**Provided data:**
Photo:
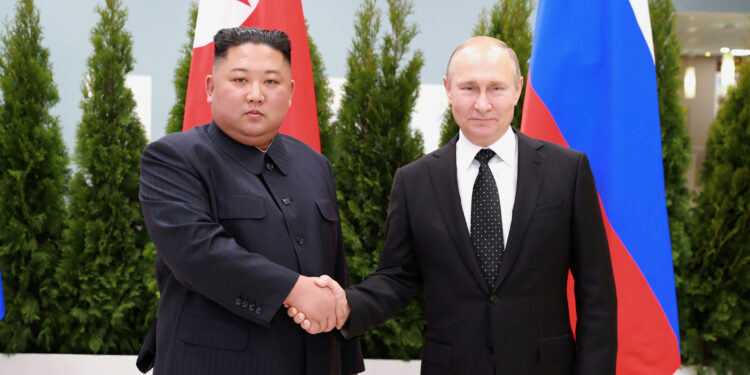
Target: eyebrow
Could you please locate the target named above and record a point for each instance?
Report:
(474, 82)
(243, 70)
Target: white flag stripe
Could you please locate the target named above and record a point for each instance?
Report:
(640, 8)
(214, 15)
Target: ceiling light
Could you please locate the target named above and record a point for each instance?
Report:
(727, 73)
(689, 84)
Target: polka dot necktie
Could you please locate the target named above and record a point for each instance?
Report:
(486, 222)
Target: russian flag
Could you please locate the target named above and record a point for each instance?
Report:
(592, 86)
(301, 120)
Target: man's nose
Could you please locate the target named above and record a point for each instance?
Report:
(482, 104)
(255, 93)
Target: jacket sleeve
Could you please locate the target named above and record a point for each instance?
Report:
(201, 255)
(591, 266)
(397, 279)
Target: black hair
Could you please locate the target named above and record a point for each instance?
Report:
(235, 36)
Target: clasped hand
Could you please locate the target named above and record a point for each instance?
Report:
(317, 304)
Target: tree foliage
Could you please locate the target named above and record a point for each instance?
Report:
(507, 21)
(33, 173)
(373, 140)
(106, 271)
(323, 99)
(716, 285)
(181, 75)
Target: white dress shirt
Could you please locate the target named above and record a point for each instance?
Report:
(504, 167)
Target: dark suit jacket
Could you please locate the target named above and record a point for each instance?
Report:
(233, 230)
(522, 325)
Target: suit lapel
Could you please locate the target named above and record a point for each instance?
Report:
(531, 164)
(442, 171)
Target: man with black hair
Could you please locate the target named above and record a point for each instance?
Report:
(240, 214)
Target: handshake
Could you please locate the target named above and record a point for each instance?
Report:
(317, 304)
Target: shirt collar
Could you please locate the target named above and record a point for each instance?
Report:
(251, 157)
(504, 148)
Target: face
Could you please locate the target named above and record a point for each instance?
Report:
(250, 92)
(483, 91)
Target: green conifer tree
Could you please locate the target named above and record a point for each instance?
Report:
(181, 75)
(717, 275)
(716, 281)
(507, 21)
(675, 141)
(106, 270)
(33, 173)
(373, 140)
(323, 99)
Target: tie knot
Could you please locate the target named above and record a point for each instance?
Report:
(484, 155)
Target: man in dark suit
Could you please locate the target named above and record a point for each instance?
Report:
(490, 225)
(239, 214)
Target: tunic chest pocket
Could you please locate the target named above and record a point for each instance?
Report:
(326, 209)
(241, 207)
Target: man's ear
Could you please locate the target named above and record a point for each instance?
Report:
(209, 88)
(519, 88)
(291, 91)
(447, 88)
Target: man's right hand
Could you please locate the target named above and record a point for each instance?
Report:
(342, 309)
(318, 303)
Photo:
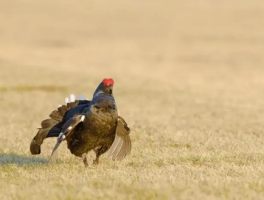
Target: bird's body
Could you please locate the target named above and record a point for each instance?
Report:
(88, 125)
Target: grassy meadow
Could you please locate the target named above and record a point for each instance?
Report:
(189, 80)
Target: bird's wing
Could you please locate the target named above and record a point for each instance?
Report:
(122, 143)
(67, 127)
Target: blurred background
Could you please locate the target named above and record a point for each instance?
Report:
(175, 63)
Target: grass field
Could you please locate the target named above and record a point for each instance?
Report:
(189, 80)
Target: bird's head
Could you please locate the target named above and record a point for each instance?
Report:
(106, 86)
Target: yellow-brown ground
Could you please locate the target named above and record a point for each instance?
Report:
(189, 80)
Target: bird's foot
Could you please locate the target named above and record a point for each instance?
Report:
(96, 161)
(85, 160)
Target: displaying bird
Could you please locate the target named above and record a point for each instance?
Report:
(88, 125)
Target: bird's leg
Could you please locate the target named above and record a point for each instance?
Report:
(85, 159)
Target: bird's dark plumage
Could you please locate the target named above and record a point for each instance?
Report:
(88, 125)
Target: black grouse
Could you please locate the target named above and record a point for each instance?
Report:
(88, 125)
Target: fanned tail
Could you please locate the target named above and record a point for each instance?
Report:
(52, 127)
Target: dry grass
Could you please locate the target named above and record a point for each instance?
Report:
(189, 81)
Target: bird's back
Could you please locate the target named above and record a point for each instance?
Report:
(98, 129)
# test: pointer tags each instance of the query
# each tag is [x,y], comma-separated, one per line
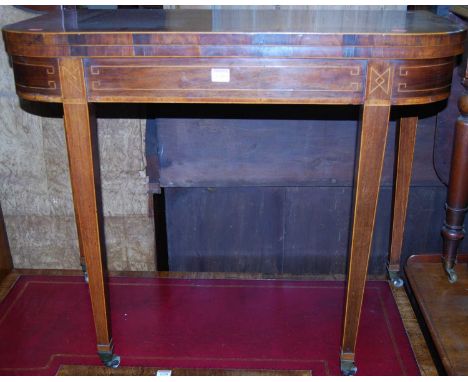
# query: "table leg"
[80,130]
[371,154]
[405,151]
[6,263]
[457,197]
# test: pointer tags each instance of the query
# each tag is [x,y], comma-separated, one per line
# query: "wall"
[35,191]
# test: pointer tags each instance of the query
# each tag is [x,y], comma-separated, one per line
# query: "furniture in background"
[457,196]
[376,59]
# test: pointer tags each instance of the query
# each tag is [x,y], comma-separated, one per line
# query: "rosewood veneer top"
[274,33]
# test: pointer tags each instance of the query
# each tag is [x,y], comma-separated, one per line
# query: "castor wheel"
[348,368]
[110,359]
[395,279]
[397,282]
[452,275]
[85,273]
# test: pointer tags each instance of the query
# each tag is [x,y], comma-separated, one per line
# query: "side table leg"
[371,154]
[404,164]
[457,196]
[80,131]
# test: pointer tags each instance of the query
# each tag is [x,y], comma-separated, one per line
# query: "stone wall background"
[35,189]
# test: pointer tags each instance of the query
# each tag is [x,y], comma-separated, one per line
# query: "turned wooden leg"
[80,130]
[457,197]
[404,164]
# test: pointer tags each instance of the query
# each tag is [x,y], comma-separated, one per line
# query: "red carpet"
[46,321]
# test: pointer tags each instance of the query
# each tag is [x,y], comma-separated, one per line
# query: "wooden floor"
[444,307]
[74,370]
[422,354]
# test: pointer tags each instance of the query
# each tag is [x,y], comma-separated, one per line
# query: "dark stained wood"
[6,263]
[377,59]
[445,315]
[75,370]
[245,228]
[457,197]
[371,153]
[80,133]
[404,163]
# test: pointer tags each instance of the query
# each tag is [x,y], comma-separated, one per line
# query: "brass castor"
[395,279]
[452,275]
[348,368]
[110,359]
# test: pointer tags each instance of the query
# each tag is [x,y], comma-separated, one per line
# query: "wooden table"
[456,207]
[376,59]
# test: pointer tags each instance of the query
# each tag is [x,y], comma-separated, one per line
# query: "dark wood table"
[376,59]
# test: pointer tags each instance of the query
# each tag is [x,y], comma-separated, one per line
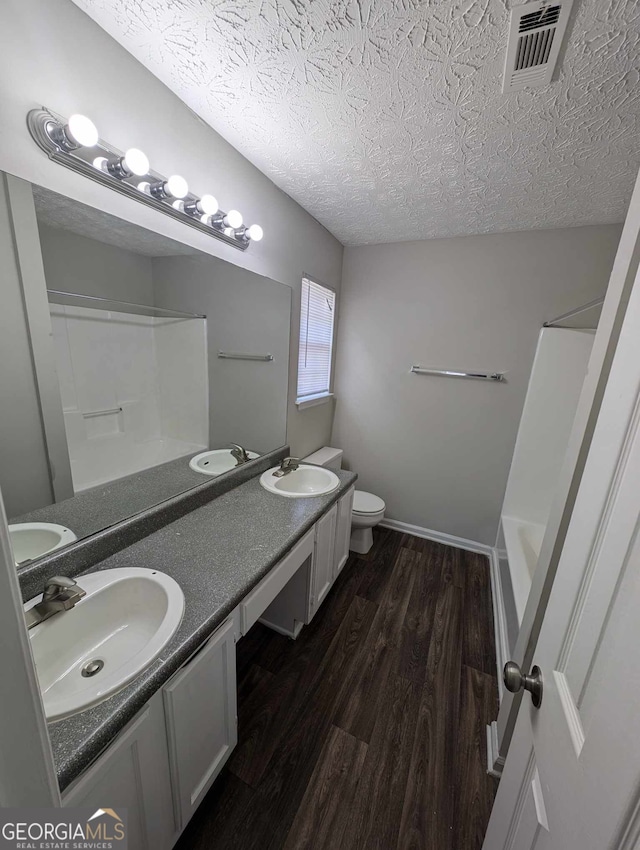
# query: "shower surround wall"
[134,390]
[438,450]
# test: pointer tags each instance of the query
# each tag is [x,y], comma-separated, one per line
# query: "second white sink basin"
[216,461]
[305,481]
[30,540]
[120,627]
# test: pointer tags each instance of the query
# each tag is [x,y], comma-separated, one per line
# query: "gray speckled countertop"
[217,554]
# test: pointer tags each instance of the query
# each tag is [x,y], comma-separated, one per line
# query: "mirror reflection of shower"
[133,386]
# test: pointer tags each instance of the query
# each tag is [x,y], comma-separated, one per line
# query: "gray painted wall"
[245,312]
[51,53]
[73,263]
[438,450]
[24,471]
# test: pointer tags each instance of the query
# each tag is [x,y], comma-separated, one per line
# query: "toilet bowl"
[368,510]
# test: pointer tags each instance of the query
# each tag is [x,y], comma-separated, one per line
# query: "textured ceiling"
[385,118]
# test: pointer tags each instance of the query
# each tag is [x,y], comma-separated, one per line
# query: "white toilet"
[368,510]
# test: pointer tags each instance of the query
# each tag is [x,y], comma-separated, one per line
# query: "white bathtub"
[523,541]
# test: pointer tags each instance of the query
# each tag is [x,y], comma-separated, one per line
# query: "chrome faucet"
[239,453]
[289,464]
[60,594]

**Exercise goal:**
Your response should be the lines of the entries above that include the string "jacket".

**Output below:**
Target: jacket sleeve
Target: dark suit jacket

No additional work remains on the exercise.